→ **Texto de lectura**
LOS PARAÍSOS ARTIFICIALES
A principios de junio de este año
salía a la luz el Informe Europeo sobre
Drogas 2017: Tendencias y novedades del Observatorio Europeo de las Drogas
y Toxicomanías, presentado en Bruselas, y donde se mostraba que poco más de una
cuarta parte de la población de 15 a 64 años de la UE, más de 93 millones de
personas, han probado drogas ilegales en algún momento de su vida.
Dentro de este espectacular avance
del mundo de los paraísos artificiales, España, como es natural, no podía
quedarse a la zaga, hasta el punto de ser el segundo país de la UE en consumo
de cocaína, a muy poca distancia del Reino Unido; y el cuarto en consumo de
cannabis, a muy corta distancia de Italia y de Francia.
Las cifras –dándolas corremos el
riesgo de quedarnos en la pura estadística– son estremecedoras, y muestran el
fracaso de las políticas educativas y culturales llevadas a cabo en Europa tras
la Segunda Guerra Mundial. La evolución es francamente alarmante, y la cantidad
de accidentes –como los provocados últimamente contra diversos grupos de
ciclistas o el provocado por un sargento de la guardia civil en la Costa del
Sol matando a tres personas– que se están produciendo en nuestro país,
originados por sujetos ebrios y drogados, empiezan a convertirse en una plaga.

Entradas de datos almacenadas

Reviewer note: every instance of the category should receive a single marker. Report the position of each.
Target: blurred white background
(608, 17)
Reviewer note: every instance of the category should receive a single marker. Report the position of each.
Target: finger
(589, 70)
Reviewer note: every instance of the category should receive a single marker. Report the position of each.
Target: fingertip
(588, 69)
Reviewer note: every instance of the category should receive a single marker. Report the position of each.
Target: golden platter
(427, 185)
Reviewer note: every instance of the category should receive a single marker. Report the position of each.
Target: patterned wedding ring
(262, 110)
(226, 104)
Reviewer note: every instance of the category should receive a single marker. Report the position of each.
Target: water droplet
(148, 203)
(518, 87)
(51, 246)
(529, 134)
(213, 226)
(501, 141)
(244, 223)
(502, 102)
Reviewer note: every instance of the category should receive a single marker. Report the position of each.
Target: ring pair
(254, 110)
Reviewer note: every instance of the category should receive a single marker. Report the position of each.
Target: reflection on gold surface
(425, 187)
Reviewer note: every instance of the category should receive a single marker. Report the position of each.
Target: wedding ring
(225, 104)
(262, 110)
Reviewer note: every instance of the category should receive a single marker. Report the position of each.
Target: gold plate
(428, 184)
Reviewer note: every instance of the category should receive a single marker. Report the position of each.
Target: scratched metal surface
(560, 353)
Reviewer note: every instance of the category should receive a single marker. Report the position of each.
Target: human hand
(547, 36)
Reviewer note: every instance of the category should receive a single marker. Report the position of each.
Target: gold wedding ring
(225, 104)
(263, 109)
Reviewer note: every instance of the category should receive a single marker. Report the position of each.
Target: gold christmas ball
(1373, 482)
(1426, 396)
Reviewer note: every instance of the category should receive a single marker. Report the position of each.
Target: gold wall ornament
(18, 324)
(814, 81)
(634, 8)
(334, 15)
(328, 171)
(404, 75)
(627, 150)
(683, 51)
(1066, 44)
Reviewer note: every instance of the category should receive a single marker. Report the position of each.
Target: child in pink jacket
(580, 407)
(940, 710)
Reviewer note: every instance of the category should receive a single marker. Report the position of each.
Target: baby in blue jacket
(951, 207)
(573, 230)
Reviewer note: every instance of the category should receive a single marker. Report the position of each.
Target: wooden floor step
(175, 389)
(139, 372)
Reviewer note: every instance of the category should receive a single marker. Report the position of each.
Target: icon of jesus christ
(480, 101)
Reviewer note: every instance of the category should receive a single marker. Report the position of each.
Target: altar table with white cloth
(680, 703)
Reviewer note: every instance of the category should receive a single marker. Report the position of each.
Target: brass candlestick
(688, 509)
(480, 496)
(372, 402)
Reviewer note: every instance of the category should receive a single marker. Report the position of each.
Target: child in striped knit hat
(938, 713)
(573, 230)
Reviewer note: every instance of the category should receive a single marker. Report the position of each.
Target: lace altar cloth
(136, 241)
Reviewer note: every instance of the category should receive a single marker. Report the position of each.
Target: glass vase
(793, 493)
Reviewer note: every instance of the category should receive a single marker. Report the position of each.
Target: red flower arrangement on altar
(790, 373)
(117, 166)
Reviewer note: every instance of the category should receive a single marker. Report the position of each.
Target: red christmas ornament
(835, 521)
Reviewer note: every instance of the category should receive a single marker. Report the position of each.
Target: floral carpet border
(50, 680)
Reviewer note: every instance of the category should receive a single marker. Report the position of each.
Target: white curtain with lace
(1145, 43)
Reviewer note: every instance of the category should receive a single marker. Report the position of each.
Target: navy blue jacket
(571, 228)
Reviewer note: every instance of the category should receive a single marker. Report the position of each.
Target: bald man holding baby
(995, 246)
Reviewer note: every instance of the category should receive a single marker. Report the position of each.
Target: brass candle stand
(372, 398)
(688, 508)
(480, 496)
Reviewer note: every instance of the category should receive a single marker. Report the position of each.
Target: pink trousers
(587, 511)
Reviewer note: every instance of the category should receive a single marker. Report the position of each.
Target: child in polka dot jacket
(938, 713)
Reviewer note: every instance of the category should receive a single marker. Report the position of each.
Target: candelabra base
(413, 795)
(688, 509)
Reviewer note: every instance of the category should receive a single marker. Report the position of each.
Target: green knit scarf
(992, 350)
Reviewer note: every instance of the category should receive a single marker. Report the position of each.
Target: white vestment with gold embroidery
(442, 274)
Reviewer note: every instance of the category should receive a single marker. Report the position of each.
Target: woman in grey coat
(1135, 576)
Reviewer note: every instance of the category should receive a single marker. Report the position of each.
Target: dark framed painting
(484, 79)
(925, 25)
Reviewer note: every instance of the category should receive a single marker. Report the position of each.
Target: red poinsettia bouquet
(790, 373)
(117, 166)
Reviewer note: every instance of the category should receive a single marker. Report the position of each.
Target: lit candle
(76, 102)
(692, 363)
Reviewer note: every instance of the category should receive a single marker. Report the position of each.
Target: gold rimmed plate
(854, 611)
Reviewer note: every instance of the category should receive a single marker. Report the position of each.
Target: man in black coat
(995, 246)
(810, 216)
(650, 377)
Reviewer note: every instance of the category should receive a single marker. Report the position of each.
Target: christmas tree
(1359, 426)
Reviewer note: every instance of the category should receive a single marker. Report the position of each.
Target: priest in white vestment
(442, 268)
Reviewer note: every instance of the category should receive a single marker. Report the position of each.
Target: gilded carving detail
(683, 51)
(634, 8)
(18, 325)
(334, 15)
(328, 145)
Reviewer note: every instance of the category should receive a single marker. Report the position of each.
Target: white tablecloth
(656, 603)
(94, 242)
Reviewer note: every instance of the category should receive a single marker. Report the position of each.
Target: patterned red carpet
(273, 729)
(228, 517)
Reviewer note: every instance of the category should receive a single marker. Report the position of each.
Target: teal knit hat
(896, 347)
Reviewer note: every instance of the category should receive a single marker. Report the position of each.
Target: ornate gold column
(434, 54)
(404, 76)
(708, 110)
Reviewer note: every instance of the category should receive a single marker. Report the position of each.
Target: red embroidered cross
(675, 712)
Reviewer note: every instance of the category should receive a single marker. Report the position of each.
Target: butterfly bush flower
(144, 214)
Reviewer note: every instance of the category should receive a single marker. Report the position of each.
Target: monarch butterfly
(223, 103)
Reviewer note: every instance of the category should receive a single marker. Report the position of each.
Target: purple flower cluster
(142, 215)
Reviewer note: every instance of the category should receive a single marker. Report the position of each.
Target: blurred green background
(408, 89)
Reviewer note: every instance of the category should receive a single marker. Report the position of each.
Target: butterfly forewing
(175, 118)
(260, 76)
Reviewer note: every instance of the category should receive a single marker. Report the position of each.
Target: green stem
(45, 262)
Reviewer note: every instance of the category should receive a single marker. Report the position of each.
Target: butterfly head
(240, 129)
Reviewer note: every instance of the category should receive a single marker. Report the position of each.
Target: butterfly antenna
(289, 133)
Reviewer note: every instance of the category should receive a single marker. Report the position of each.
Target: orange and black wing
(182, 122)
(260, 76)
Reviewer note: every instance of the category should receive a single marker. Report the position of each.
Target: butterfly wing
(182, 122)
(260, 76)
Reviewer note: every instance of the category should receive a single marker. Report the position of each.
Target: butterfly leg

→ **Ejercicio**
Enumera todos los países que el texto sobre el consumo de drogas en Europa nombra expresamente. Las filas no guardan relación con el texto.

→ **Respuesta**
España, Reino Unido, Italia y Francia.